Task instructions:
Could you copy out the lines below word for word, beginning with the line that contains "stone building facade in the photo above." and continuing through the line that contains "[[690, 278]]"? Leave the pictures out of your copy.

Data supplied:
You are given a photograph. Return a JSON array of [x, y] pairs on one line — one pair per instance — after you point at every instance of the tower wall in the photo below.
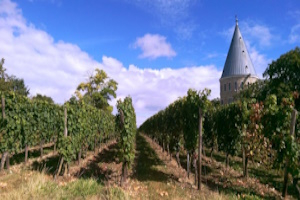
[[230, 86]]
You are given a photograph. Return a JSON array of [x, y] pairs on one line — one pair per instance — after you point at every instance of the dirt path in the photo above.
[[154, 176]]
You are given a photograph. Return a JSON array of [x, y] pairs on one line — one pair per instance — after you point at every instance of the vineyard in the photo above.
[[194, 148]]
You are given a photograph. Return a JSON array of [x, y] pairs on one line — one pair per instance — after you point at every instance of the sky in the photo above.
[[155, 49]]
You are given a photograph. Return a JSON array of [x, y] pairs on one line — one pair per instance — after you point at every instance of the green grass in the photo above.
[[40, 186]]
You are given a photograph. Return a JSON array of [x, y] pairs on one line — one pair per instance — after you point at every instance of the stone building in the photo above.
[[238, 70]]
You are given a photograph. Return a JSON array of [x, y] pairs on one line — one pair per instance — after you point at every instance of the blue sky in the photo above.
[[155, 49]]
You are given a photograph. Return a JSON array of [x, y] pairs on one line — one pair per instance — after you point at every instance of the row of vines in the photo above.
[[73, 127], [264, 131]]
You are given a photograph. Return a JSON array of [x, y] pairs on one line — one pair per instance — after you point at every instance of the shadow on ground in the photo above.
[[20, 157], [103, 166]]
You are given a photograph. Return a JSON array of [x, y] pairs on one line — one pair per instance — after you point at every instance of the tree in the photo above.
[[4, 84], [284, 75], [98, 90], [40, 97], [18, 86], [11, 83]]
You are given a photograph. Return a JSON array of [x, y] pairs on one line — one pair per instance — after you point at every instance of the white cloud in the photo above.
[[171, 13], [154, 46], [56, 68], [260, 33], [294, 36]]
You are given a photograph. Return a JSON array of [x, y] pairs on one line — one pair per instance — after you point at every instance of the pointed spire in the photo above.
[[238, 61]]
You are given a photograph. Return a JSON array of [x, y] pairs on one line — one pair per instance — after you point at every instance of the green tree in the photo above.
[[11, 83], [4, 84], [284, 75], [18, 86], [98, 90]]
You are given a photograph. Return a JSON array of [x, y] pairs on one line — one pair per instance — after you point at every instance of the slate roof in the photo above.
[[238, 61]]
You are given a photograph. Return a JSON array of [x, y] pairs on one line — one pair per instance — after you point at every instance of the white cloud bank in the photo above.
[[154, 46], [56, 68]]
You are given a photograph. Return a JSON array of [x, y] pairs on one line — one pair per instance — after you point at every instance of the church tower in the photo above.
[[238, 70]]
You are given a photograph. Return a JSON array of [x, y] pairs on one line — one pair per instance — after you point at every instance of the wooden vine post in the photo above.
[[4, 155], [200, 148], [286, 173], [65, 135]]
==
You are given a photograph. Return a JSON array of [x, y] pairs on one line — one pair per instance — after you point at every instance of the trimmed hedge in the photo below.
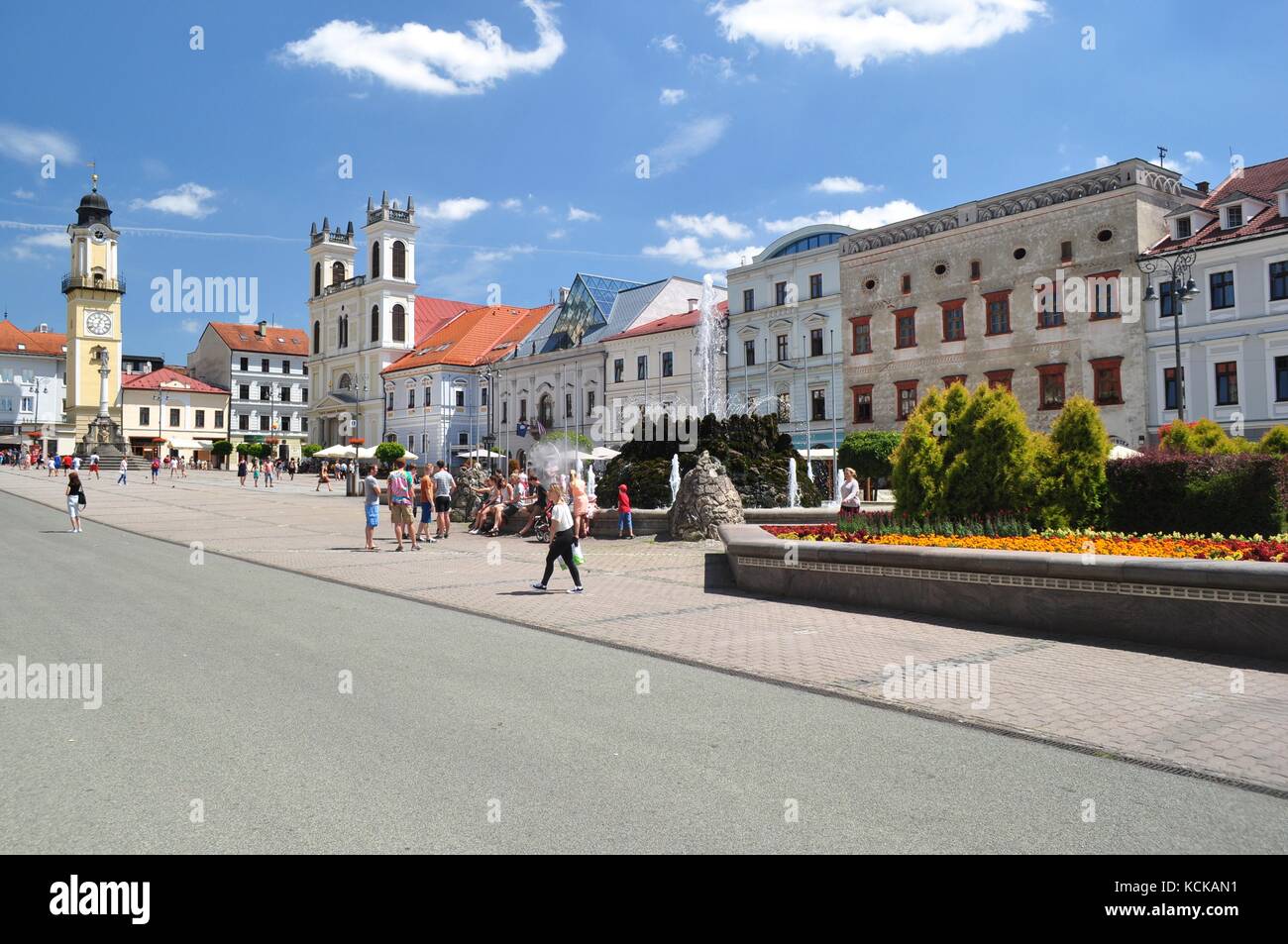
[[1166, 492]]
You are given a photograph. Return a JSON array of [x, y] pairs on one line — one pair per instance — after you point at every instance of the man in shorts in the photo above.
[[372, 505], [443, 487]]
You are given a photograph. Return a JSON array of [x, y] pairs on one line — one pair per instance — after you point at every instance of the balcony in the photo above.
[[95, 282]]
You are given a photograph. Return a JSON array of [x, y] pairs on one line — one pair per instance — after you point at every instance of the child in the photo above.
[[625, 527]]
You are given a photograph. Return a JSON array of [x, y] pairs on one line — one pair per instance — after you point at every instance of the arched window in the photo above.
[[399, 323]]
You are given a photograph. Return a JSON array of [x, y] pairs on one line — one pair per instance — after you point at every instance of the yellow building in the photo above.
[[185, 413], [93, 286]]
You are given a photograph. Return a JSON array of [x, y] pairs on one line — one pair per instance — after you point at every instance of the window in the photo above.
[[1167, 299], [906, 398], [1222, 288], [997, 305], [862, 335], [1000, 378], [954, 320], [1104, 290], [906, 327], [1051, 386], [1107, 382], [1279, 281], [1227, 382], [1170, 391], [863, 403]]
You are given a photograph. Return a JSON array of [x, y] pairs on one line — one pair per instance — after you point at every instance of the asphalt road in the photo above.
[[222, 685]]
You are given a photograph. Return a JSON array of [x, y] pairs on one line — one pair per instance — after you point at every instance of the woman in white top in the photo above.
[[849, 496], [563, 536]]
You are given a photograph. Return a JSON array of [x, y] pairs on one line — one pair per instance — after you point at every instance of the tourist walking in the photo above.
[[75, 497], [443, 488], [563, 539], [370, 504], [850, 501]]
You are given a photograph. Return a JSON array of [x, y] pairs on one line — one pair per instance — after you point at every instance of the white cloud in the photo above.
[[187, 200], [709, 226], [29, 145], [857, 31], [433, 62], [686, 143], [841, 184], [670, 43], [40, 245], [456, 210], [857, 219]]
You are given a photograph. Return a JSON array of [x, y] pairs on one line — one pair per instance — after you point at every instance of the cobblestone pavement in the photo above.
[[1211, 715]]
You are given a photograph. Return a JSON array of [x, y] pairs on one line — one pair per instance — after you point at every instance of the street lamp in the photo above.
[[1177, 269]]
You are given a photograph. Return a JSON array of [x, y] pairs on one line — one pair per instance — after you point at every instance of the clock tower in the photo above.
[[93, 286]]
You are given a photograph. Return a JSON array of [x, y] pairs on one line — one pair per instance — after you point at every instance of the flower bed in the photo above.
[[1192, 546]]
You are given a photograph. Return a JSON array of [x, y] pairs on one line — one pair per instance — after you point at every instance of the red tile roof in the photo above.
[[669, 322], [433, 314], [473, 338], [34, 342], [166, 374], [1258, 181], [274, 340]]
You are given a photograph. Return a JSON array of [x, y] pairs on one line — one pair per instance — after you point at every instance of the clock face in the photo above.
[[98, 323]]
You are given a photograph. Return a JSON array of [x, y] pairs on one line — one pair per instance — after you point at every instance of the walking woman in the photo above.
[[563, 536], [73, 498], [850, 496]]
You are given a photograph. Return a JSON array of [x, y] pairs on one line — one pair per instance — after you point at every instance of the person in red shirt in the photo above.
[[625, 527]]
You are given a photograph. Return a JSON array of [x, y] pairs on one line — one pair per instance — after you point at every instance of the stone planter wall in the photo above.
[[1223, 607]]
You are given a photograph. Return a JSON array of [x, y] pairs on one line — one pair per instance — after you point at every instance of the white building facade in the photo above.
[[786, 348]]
...
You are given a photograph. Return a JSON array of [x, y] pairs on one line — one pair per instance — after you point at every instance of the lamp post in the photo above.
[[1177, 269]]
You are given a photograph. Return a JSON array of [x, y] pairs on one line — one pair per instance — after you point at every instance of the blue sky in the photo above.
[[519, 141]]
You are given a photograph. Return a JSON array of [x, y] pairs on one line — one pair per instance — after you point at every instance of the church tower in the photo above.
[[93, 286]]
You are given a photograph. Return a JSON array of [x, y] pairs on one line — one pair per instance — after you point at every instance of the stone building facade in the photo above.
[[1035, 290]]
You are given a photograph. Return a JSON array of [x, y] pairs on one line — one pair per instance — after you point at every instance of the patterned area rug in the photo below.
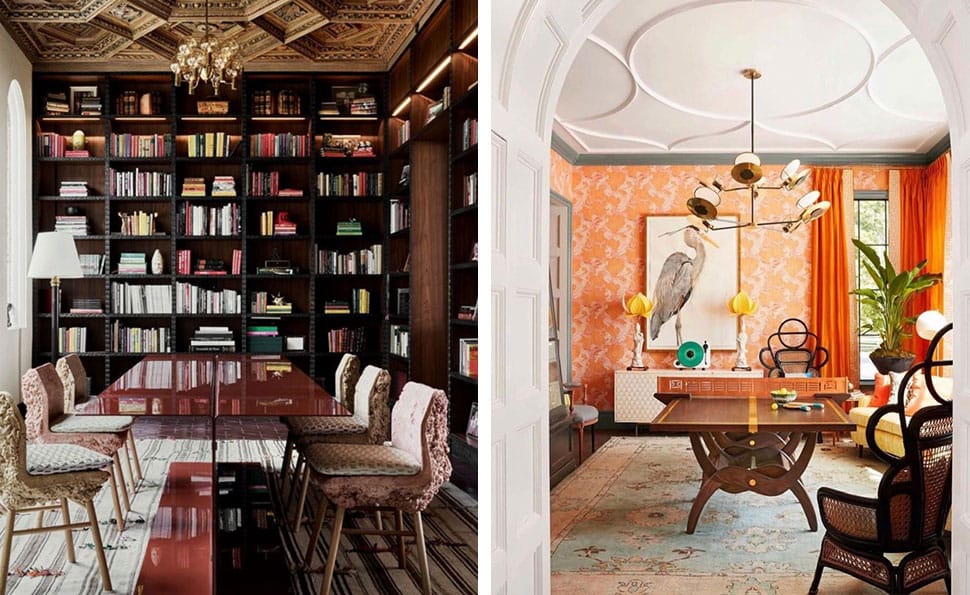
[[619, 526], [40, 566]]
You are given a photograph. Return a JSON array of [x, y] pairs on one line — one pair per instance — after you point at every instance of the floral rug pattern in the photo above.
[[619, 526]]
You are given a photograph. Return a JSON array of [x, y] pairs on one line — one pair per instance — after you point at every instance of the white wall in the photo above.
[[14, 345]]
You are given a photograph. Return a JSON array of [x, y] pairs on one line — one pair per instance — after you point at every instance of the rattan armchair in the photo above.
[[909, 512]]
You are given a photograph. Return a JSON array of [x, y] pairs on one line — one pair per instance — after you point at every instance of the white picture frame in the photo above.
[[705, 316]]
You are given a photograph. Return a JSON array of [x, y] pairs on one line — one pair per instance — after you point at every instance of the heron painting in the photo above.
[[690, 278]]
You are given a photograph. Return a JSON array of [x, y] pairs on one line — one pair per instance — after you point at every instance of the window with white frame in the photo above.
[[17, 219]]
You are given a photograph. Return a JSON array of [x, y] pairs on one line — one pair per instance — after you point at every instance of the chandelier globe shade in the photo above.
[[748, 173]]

Answer:
You are given a photograph. Return a JSON array of [x, y] pairs on one line — one pair per instance — after you point at every instance of the stone building facade in the photo above.
[[1035, 290]]
You are given a photograph. Return a JSON array of [x, y] pairs on one line — one pair per instance — after you point at every instance of the patterned area rug in the photo below.
[[619, 526], [40, 566]]
You are given a photograph. Return a JSON array of [x, y] pairs on one line — one pair per instance — after you point at every instance of the floral rug pattern in the photo above.
[[619, 526]]
You are given a photograph. Return a JSON array of [x, y] pairs on one line — one pair per instance — after you point at every instance of the white wall in the photo above.
[[14, 345]]
You are given a photograph. Return a JSON array of [x, y] pairs on one line — one pair per instance — after you point at every instance of the rattan armchair in the photo above.
[[909, 512]]
You are given a photograph. Return a JSON array of [x, y] pairs on one line — one pair per instance — after you point at every instance of the white picture frame in the photo above.
[[705, 316]]
You are given a photograph. Return a JSON array of [x, y] pairs on one line — one pair per instance — after you point at every instance of the heron painting in the photo above.
[[690, 278]]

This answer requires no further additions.